* _INSTRUCTIONS TO FOLLOW_:
Would you give the number of lines below in which the string "wicker" appears? Nothing else is needed.

=-=-=

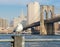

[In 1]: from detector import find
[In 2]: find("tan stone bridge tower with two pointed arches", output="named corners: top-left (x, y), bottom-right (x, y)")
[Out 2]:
top-left (40, 5), bottom-right (54, 35)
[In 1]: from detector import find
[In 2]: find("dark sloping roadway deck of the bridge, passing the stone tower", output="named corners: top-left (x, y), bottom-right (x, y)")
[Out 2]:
top-left (24, 17), bottom-right (60, 30)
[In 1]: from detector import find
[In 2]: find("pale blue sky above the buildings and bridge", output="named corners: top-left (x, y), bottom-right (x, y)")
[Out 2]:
top-left (0, 0), bottom-right (60, 21)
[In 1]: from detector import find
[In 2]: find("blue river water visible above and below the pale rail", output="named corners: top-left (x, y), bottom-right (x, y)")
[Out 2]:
top-left (0, 34), bottom-right (60, 47)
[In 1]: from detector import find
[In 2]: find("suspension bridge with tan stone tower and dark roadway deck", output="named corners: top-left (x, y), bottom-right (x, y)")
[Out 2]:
top-left (23, 5), bottom-right (60, 35)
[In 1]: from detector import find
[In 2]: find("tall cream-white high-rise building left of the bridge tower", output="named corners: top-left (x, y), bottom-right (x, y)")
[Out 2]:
top-left (27, 2), bottom-right (40, 24)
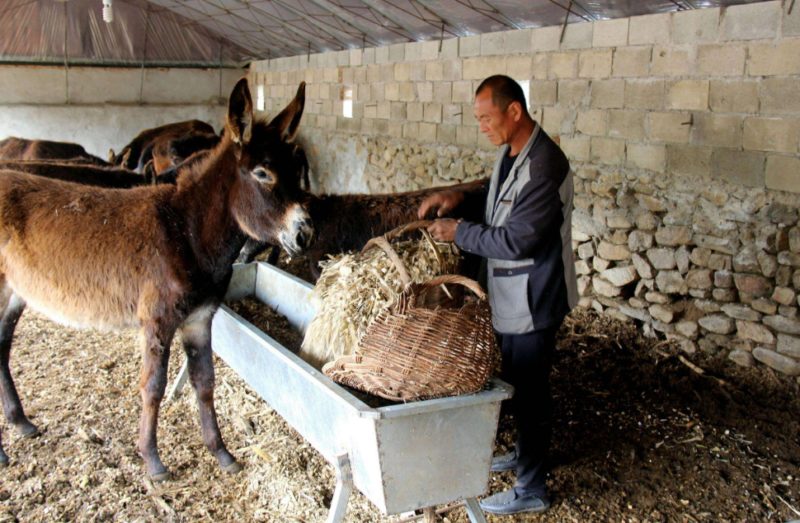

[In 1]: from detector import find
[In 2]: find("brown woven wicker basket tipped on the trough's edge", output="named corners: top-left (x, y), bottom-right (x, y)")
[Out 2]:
top-left (323, 275), bottom-right (499, 401)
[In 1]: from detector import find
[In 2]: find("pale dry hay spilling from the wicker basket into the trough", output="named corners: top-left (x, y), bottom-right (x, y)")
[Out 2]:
top-left (299, 235), bottom-right (460, 368)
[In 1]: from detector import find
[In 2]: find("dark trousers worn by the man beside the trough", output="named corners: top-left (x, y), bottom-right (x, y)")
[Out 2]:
top-left (499, 324), bottom-right (560, 495)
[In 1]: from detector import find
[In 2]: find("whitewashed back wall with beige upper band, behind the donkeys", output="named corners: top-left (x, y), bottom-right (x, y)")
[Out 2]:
top-left (0, 66), bottom-right (245, 158)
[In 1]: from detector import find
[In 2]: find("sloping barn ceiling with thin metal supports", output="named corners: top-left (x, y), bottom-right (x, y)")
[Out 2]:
top-left (0, 0), bottom-right (776, 67)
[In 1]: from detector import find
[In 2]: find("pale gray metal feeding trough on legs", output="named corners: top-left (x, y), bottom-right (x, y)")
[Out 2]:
top-left (175, 263), bottom-right (512, 523)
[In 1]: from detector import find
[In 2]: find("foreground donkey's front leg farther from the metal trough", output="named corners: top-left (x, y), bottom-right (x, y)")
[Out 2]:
top-left (139, 326), bottom-right (174, 481)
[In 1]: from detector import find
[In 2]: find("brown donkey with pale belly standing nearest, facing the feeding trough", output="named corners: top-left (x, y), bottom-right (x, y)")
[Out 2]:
top-left (0, 79), bottom-right (314, 480)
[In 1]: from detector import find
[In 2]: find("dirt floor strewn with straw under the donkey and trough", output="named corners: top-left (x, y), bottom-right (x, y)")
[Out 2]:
top-left (0, 256), bottom-right (800, 523)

=-=-=

* _ANSWER BELOW_:
2